:: Page extract ::
____________

= List of NATO operations =

Although the North Atlantic Treaty Organization (NATO) existed as an alliance and conducted joint military exercises throughout the Cold War period, it engaged in no military operations during this time. All of its military operations occurred in the post-Cold War era. The first of these was in Bosnia, where NATO engaged to an increasing extent. This engagement culminated in NATO's 1995 air campaign, Operation Deliberate Force, which targeted the Army of Republika Srpska, whose presence in Bosnia posed a danger to United Nations Safe Areas. This engagement ultimately helped to bring about the Dayton Accords.

The organization played a prominent role in Afghanistan after the September 11 attacks, when the United States invoked Article 5 of the North Atlantic Treaty, which interprets an external attack on any member to be an attack on all NATO members under the idea of collective defense. NATO has participated in a wide range of roles elsewhere, including relief efforts, counter-piracy, enforcing no-fly zones and naval blockades.

____________

:: Provided records ::

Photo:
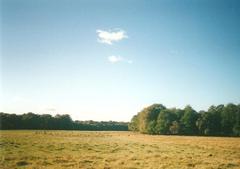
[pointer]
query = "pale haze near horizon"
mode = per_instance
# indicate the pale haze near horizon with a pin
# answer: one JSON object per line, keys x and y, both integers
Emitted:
{"x": 105, "y": 60}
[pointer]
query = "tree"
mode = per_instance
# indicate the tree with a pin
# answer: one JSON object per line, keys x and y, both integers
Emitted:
{"x": 147, "y": 117}
{"x": 164, "y": 121}
{"x": 188, "y": 121}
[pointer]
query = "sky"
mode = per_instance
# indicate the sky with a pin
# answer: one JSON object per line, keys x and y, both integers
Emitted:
{"x": 107, "y": 60}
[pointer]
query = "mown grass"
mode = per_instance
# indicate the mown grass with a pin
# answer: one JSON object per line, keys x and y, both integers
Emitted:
{"x": 76, "y": 149}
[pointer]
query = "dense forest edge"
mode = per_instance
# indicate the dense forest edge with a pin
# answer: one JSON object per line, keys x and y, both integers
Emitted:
{"x": 221, "y": 120}
{"x": 33, "y": 121}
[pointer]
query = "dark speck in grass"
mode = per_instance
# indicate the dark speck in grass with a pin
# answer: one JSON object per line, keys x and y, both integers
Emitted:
{"x": 22, "y": 163}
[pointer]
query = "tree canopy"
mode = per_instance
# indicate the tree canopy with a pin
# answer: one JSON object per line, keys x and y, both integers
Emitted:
{"x": 221, "y": 120}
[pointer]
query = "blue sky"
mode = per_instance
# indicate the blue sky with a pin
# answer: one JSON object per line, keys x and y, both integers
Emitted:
{"x": 106, "y": 60}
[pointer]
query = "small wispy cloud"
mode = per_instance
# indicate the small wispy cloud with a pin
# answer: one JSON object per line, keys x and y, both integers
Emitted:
{"x": 115, "y": 59}
{"x": 108, "y": 37}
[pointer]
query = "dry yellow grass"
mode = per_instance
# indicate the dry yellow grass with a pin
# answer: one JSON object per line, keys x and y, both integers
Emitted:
{"x": 76, "y": 149}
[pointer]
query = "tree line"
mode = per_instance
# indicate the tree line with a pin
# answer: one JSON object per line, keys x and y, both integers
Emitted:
{"x": 59, "y": 122}
{"x": 221, "y": 120}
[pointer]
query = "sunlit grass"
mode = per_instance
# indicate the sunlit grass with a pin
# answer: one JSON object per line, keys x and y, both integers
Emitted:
{"x": 75, "y": 149}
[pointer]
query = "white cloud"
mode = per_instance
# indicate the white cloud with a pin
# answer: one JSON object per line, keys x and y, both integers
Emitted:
{"x": 109, "y": 37}
{"x": 115, "y": 59}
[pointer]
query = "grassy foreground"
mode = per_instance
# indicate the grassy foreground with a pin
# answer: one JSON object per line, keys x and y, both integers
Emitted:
{"x": 76, "y": 149}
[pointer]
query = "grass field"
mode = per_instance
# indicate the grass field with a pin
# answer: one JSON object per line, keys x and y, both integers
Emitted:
{"x": 75, "y": 149}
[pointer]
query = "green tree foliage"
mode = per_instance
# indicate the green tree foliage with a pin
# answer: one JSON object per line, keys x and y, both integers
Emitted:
{"x": 164, "y": 121}
{"x": 147, "y": 118}
{"x": 188, "y": 121}
{"x": 216, "y": 121}
{"x": 58, "y": 122}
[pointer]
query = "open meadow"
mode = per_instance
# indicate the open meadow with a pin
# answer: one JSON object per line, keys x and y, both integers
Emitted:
{"x": 78, "y": 149}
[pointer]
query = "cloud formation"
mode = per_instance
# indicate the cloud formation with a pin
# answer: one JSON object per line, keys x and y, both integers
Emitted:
{"x": 109, "y": 37}
{"x": 115, "y": 59}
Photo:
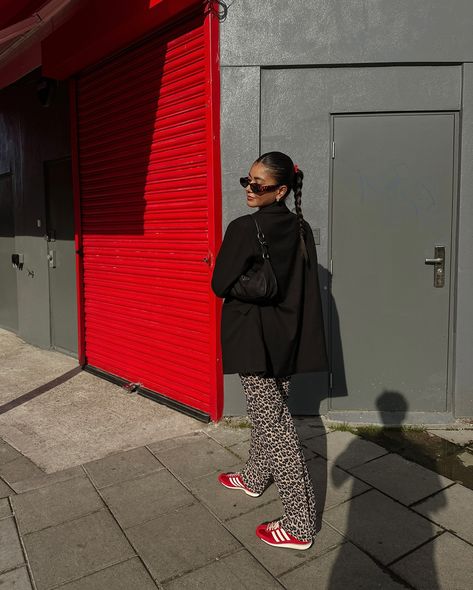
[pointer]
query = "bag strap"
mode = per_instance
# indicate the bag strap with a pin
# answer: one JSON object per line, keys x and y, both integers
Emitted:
{"x": 261, "y": 240}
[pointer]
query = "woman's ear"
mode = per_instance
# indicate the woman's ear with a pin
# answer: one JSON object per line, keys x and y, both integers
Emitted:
{"x": 282, "y": 190}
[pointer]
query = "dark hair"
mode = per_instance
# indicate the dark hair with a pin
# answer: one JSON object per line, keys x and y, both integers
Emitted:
{"x": 282, "y": 169}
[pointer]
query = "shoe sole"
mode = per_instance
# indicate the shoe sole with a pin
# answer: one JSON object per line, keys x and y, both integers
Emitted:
{"x": 252, "y": 494}
{"x": 288, "y": 545}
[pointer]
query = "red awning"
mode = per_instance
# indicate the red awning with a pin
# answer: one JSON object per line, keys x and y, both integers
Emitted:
{"x": 23, "y": 25}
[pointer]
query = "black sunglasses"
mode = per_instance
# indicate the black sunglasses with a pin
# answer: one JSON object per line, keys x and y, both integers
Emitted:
{"x": 255, "y": 187}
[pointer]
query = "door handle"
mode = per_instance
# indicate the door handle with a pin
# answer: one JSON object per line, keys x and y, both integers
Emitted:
{"x": 439, "y": 266}
{"x": 434, "y": 261}
{"x": 52, "y": 258}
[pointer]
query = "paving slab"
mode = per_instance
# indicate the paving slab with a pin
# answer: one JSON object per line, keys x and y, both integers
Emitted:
{"x": 54, "y": 504}
{"x": 81, "y": 420}
{"x": 344, "y": 448}
{"x": 11, "y": 554}
{"x": 380, "y": 526}
{"x": 445, "y": 563}
{"x": 41, "y": 480}
{"x": 241, "y": 449}
{"x": 8, "y": 453}
{"x": 76, "y": 548}
{"x": 181, "y": 541}
{"x": 18, "y": 470}
{"x": 195, "y": 460}
{"x": 466, "y": 457}
{"x": 401, "y": 479}
{"x": 278, "y": 561}
{"x": 458, "y": 437}
{"x": 228, "y": 503}
{"x": 144, "y": 498}
{"x": 167, "y": 444}
{"x": 5, "y": 509}
{"x": 345, "y": 567}
{"x": 16, "y": 580}
{"x": 308, "y": 429}
{"x": 227, "y": 435}
{"x": 332, "y": 485}
{"x": 239, "y": 570}
{"x": 122, "y": 466}
{"x": 128, "y": 575}
{"x": 5, "y": 490}
{"x": 452, "y": 509}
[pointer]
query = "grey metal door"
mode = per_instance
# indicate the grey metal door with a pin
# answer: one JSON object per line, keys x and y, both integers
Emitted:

____________

:: Required work ::
a) In the NATO operations text, what was NATO's 1995 air campaign in Bosnia called?
b) Please return the part of the NATO operations text starting with "The organization played" and going on through "and naval blockades.", copied word for word.

:: Solution set ::
a) Operation Deliberate Force

b)
The organization played a prominent role in Afghanistan after the September 11 attacks, when the United States invoked Article 5 of the North Atlantic Treaty, which interprets an external attack on any member to be an attack on all NATO members under the idea of collective defense. NATO has participated in a wide range of roles elsewhere, including relief efforts, counter-piracy, enforcing no-fly zones and naval blockades.